[Excerpt provided]
★ ★ ★ ★ ★ ★ ★

Initial Portable Performance of `AoSoA` and `parallel_for`

A preliminary analysis of the work in !7 (merged) has been performed to understand the effects on initial parallel loop constructs. The driver code can be found https://code.ornl.gov/CoPA/Cabana/blob/30062fd7b80547b460161b44cd87123c03212a7b/core/example/cuda_perf_test.cpp

The following system was used for this assessment:

Memory - 62.9 GiB
Processor - Intel Core i7-4930K CPU @ 3.40GHz x 12

And here is the output of the NVIDIA device query:

/usr/local/cuda-9.0/samples/1_Utilities/deviceQuery/deviceQuery Starting...

 CUDA Device Query (Runtime API) version (CUDART static linking)

Detected 1 CUDA Capable device(s)

Device 0: "GeForce GTX 770"
  CUDA Driver Version / Runtime Version          9.1 / 9.0
  CUDA Capability Major/Minor version number:    3.0
  Total amount of global memory:                 4035 MBytes (4231200768 bytes)
  ( 8) Multiprocessors, (192) CUDA Cores/MP:     1536 CUDA Cores
  GPU Max Clock rate:                            1189 MHz (1.19 GHz)
  Memory Clock rate:                             3505 Mhz
  Memory Bus Width:                              256-bit
  L2 Cache Size:                                 524288 bytes
  Maximum Texture Dimension Size (x,y,z)         1D=(65536), 2D=(65536, 65536), 3D=(4096, 4096, 4096)
  Maximum Layered 1D Texture Size, (num) layers  1D=(16384), 2048 layers
  Maximum Layered 2D Texture Size, (num) layers  2D=(16384, 16384), 2048 layers
  Total amount of constant memory:               65536 bytes
  Total amount of shared memory per block:       49152 bytes
  Total number of registers available per block: 65536
  Warp size:                                     32
  Maximum number of threads per multiprocessor:  2048
  Maximum number of threads per block:           1024
  Max dimension size of a thread block (x,y,z): (1024, 1024, 64)

★ ★ ★ ★ ★ ★ ★

[Data supplied]
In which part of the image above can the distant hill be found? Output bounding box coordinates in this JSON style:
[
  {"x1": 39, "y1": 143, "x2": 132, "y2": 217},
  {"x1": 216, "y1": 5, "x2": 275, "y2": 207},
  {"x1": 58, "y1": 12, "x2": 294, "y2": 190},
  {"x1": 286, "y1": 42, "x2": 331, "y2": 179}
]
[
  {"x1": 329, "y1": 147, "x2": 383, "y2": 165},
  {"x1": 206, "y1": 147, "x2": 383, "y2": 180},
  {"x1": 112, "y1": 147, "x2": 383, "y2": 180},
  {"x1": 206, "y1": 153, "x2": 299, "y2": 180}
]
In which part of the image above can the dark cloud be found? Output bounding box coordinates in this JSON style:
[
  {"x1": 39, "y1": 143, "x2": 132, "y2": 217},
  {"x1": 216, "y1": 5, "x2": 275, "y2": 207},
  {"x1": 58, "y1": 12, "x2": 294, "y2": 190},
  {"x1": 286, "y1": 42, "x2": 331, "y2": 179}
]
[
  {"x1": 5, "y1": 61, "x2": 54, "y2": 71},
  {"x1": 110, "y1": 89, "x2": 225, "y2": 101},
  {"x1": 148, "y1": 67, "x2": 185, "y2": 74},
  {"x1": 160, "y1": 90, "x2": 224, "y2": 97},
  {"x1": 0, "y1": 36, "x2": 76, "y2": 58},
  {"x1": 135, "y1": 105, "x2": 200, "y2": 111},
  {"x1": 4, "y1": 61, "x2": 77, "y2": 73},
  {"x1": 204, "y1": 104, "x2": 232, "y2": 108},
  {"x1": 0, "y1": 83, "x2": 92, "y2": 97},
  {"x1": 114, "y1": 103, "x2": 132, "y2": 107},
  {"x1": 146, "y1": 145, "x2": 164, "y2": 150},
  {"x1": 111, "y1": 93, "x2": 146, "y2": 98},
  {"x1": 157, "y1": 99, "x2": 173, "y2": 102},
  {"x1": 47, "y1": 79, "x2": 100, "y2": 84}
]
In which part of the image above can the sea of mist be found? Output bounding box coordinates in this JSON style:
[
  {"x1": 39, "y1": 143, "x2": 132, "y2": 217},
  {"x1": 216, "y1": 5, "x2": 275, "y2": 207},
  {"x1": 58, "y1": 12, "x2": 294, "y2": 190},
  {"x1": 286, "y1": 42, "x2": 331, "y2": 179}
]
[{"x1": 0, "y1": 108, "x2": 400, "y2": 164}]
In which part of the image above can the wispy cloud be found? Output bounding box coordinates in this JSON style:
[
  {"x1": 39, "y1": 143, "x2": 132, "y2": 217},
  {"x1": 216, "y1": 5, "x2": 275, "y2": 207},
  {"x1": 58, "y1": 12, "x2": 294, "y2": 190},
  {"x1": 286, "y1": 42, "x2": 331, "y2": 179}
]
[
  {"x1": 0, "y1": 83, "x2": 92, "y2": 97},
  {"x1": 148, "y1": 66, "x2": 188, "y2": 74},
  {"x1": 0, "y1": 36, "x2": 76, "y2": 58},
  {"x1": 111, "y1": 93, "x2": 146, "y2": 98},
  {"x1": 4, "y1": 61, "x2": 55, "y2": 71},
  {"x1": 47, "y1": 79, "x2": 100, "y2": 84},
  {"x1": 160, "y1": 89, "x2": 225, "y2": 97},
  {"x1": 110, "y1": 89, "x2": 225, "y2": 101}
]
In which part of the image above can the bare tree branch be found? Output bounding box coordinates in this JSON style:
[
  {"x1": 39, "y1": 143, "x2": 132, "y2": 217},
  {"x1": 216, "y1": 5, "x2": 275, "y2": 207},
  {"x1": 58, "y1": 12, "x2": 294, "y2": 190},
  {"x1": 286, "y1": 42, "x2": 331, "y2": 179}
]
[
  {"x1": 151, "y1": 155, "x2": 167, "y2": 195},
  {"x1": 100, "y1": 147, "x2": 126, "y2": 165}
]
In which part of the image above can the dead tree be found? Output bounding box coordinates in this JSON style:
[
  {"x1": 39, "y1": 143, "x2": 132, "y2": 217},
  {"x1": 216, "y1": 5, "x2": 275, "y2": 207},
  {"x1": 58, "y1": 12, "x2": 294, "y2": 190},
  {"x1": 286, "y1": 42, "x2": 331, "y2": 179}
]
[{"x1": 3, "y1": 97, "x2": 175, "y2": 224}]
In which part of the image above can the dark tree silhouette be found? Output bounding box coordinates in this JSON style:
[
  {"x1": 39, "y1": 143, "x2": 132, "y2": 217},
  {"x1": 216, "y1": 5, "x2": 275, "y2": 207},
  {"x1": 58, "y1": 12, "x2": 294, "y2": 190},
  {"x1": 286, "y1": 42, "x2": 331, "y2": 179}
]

★ ★ ★ ★ ★ ★ ★

[Problems and tasks]
[1] Collect every line in the rows that contains the string "this", and copy each one out in full.
[2] Pick up the write-up on the portable performance of AoSoA and parallel_for after its last line, and continue it.

[Answer list]
[1]
In which part of the image above can the distant hill be found? Output bounding box coordinates in this JSON style:
In which part of the image above can the dark cloud be found? Output bounding box coordinates in this JSON style:
In which part of the image above can the sea of mist be found? Output bounding box coordinates in this JSON style:
In which part of the image above can the wispy cloud be found? Output bounding box coordinates in this JSON style:
In which part of the image above can the bare tree branch be found? Output bounding box coordinates in this JSON style:
In which part of the image above can the dead tree be found? Output bounding box coordinates in this JSON style:
In which part of the image above can the dark tree silhouette be found? Output bounding box coordinates in this JSON style:

[2]
  Max dimension size of a grid size    (x,y,z): (2147483647, 65535, 65535)
  Maximum memory pitch:                          2147483647 bytes
  Texture alignment:                             512 bytes
  Concurrent copy and kernel execution:          Yes with 1 copy engine(s)
  Run time limit on kernels:                     Yes
  Integrated GPU sharing Host Memory:            No
  Support host page-locked memory mapping:       Yes
  Alignment requirement for Surfaces:            Yes
  Device has ECC support:                        Disabled
  Device supports Unified Addressing (UVA):      Yes
  Supports Cooperative Kernel Launch:            No
  Supports MultiDevice Co-op Kernel Launch:      No
  Device PCI Domain ID / Bus ID / location ID:   0 / 1 / 0
  Compute Mode:
     < Default (multiple host threads can use ::cudaSetDevice() with device simultaneously) >

deviceQuery, CUDA Driver = CUDART, CUDA Driver Version = 9.1, CUDA Runtime Version = 9.0, NumDevs = 1
Result = PASS

NOTE: When looking at the performance numbers below it is important to consider that the hardware threads are possibly competing with other tasks on the machine (e.g. my email) and the GPU was also driving my display and therefore also had competition. Also, when running CUDA kernels, the device is effectively "warmed up" by running the initialization kernel for the particles.

Serial, OpenMP, and CUDA results were assessed with 4 parallel loop constructs, all using native Kokkos capabilities:

StructParallel - Each struct operation is executed on an independent thread and a thread-local loop over the arrays is performed. This is the standard parallelism for Array-of-Structs
ArrayParallel - An outer loop over structs is performed and within each struct, a parallel loop over the arrays is performed. This is the standard parallelism for Struct-of-Arrays
StructAndArrayParallel Left - A 2D loop over the entire AoSoA is performed in parallel. The left-most index (struct index) moves the fastest.
StructAndArrayParallel Right - A 2D loop over the entire AoSoA is performed in parallel. The right-most index (array index) moves the fastest.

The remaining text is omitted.